┌─ Material for this task

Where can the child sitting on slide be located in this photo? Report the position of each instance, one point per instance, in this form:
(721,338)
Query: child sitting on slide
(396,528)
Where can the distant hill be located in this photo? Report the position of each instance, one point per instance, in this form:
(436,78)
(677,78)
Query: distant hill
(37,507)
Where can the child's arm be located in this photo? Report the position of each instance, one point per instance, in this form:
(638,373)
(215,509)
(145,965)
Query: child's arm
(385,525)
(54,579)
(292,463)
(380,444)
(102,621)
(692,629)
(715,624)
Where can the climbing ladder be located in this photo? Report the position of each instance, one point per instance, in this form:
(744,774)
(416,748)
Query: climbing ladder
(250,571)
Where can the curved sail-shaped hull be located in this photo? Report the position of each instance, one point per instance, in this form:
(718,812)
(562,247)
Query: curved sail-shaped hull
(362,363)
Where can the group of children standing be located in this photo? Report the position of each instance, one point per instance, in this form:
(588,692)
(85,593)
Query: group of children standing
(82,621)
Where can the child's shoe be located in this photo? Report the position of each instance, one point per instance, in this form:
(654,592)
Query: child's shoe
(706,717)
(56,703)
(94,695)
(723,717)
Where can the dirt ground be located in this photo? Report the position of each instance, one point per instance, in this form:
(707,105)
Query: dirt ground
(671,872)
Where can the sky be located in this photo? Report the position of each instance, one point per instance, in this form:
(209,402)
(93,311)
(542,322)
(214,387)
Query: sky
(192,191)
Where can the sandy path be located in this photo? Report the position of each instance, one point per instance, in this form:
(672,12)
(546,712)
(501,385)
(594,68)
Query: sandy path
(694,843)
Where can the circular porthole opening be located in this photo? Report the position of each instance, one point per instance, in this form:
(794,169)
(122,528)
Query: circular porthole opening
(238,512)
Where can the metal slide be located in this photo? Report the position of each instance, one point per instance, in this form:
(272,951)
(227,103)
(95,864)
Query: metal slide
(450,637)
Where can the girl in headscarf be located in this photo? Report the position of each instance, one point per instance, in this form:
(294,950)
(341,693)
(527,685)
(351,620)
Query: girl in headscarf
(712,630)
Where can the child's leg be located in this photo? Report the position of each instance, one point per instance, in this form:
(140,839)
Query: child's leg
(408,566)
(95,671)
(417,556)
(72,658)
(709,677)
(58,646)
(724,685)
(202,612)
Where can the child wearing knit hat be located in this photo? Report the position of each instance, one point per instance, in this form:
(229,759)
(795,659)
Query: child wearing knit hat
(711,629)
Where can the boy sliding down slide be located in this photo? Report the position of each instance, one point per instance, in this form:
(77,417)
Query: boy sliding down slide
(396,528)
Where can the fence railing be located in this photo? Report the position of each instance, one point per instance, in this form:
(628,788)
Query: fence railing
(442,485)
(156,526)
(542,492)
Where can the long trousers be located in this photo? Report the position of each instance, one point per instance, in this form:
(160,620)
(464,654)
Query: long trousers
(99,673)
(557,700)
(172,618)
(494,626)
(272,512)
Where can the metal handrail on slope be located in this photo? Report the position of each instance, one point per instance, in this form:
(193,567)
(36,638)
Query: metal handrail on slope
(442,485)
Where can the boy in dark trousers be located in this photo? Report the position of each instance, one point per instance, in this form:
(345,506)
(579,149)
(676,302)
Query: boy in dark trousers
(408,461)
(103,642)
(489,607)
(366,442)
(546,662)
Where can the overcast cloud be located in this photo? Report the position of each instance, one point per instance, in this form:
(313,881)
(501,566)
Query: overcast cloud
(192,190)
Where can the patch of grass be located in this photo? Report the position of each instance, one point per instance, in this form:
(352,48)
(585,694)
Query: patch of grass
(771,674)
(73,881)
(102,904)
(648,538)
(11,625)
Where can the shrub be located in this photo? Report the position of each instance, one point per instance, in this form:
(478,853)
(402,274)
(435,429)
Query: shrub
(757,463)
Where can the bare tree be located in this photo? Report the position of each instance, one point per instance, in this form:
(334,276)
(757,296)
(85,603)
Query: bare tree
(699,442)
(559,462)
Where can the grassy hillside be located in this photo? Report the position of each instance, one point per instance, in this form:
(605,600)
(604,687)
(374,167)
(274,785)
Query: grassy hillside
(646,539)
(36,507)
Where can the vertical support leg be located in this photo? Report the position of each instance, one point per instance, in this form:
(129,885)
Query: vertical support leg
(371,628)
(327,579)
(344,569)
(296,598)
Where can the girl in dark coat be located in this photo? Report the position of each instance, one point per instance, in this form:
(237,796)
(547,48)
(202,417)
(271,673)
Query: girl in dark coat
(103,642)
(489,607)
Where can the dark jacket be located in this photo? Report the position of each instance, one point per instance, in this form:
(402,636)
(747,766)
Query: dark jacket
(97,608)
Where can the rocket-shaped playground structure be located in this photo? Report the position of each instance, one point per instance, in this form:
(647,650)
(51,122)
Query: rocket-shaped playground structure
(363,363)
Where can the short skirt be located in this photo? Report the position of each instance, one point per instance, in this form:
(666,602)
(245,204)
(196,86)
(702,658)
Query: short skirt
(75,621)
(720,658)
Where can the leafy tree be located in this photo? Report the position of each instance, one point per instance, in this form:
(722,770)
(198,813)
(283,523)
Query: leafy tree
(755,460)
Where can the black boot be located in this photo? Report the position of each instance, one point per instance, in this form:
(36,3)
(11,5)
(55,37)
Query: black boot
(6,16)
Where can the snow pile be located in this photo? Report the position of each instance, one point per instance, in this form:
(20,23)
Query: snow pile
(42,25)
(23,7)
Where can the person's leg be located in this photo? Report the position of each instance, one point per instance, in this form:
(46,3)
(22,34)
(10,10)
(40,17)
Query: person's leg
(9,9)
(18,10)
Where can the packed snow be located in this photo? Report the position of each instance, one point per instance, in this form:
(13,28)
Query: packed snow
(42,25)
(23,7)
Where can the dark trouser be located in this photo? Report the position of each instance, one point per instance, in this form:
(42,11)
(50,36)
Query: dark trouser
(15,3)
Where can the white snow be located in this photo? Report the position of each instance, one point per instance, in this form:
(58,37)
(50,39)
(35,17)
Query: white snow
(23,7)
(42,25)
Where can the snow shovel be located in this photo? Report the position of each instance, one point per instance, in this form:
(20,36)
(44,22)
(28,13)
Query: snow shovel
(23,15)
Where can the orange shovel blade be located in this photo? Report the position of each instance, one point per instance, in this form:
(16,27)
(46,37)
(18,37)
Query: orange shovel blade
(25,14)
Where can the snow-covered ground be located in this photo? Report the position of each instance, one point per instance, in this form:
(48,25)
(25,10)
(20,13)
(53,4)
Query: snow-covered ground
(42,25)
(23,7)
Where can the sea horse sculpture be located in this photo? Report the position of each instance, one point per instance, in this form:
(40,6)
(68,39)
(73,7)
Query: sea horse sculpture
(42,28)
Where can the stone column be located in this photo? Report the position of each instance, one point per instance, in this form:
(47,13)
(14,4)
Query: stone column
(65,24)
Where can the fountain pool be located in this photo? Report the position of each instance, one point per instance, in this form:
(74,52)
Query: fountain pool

└─

**Problem requirements**
Check each line of the entries for "fountain" and copy those that have it.

**Task solution**
Where can the fountain pool be located in this photo? Report the position of each instance, one point per instance, in this form:
Query: fountain pool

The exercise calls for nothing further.